Object position labeling entries:
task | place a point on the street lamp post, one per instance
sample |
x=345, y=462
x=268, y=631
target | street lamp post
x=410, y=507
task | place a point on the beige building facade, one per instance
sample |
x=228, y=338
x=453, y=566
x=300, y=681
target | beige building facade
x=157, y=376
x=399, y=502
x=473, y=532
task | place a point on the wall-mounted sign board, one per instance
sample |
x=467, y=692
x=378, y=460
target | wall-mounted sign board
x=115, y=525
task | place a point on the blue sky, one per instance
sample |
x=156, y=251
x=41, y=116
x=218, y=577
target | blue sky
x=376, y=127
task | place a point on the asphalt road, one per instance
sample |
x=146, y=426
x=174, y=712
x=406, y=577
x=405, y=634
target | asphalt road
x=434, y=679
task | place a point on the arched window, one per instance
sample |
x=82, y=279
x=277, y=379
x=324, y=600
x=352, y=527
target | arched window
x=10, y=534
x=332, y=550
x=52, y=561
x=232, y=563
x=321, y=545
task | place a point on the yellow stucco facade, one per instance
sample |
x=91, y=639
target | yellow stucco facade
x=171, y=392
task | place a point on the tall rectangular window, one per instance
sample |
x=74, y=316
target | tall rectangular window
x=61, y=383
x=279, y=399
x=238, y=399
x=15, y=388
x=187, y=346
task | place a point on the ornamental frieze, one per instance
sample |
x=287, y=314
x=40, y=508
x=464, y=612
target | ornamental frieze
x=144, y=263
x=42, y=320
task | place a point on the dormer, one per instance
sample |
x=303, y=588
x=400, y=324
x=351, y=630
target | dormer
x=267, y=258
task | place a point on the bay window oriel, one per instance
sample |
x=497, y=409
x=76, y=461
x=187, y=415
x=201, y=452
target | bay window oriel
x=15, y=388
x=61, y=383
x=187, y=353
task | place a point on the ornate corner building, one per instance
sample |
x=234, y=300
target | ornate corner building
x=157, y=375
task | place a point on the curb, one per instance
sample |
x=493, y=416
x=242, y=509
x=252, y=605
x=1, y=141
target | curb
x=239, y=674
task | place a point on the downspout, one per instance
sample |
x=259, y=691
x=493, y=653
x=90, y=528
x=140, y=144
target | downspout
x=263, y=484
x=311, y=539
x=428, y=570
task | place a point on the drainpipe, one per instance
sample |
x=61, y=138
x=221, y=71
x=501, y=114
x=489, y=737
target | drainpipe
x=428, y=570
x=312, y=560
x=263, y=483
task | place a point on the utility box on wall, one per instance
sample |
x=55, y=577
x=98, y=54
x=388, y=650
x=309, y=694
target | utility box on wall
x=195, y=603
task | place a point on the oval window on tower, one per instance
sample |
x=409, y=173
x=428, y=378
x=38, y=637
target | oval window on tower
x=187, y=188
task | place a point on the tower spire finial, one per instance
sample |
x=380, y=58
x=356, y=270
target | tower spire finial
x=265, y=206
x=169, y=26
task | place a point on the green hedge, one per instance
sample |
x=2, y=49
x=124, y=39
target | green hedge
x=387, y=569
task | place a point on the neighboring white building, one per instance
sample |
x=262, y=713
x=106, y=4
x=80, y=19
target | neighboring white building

### PROMPT
Copy every item above line for line, with no changes.

### COMPLETED TASK
task | place a point on the street lamp post, one per instance
sample |
x=345, y=462
x=268, y=631
target | street lamp post
x=410, y=507
task | place a point on the beige building facade, one per instance
sample |
x=228, y=338
x=453, y=566
x=300, y=681
target | beige building facade
x=157, y=376
x=399, y=502
x=473, y=532
task | place a point on the wall-mounted sign board, one per instance
sample |
x=467, y=692
x=378, y=460
target | wall-mounted sign board
x=115, y=525
task | place a point on the blue sky, one per instance
sample |
x=156, y=251
x=41, y=116
x=218, y=577
target | blue sky
x=376, y=127
task | place a point on the asphalt road, one per instance
sample |
x=146, y=426
x=174, y=712
x=406, y=577
x=405, y=634
target | asphalt road
x=434, y=679
task | place a point on the arched window, one per instance
sample |
x=82, y=279
x=277, y=379
x=324, y=600
x=352, y=527
target | arched window
x=10, y=534
x=332, y=550
x=52, y=561
x=232, y=563
x=321, y=545
task | place a point on the yellow stucco facade, one per instance
sample |
x=91, y=639
target | yellow stucco facade
x=171, y=392
task | place a point on the tall rectangular window, one per instance
sample |
x=74, y=316
target | tall rectangular window
x=61, y=383
x=279, y=399
x=238, y=399
x=15, y=388
x=187, y=346
task | place a point on the ornamental frieze, one per instance
sample |
x=287, y=314
x=40, y=508
x=464, y=612
target | ornamental frieze
x=144, y=263
x=42, y=320
task | place a point on the dormer, one per instance
sample |
x=303, y=588
x=400, y=324
x=351, y=630
target | dormer
x=267, y=258
task | place a point on the bay window oriel, one per instance
sample |
x=497, y=409
x=76, y=461
x=187, y=415
x=201, y=452
target | bay window oriel
x=15, y=388
x=61, y=383
x=187, y=353
task | place a point on the ornate corner building, one per instance
sample |
x=234, y=300
target | ornate corner building
x=157, y=375
task | place a point on the curb, one per instance
sample |
x=493, y=416
x=242, y=509
x=252, y=605
x=1, y=141
target | curb
x=239, y=674
task | place a point on the downspout, one per instance
sample |
x=259, y=691
x=493, y=653
x=90, y=528
x=140, y=144
target | downspout
x=263, y=484
x=311, y=539
x=428, y=570
task | place a point on the drainpipe, one per instance
sample |
x=61, y=138
x=221, y=71
x=501, y=114
x=489, y=737
target | drainpipe
x=428, y=570
x=312, y=560
x=263, y=483
task | place a point on the utility box on wall, one per instance
sample |
x=55, y=577
x=98, y=54
x=388, y=650
x=309, y=694
target | utility box on wall
x=195, y=603
task | place a point on the oval window on tower, one per instance
sample |
x=409, y=173
x=428, y=378
x=38, y=637
target | oval window on tower
x=187, y=188
task | place a point on the tower spire finial, one per instance
sample |
x=380, y=58
x=356, y=270
target | tower spire finial
x=265, y=206
x=169, y=26
task | place a point on the green hedge, one per instance
sample |
x=2, y=49
x=124, y=39
target | green hedge
x=387, y=569
task | place a point on the neighboring white building, one per instance
sample |
x=262, y=713
x=106, y=4
x=80, y=19
target | neighboring white building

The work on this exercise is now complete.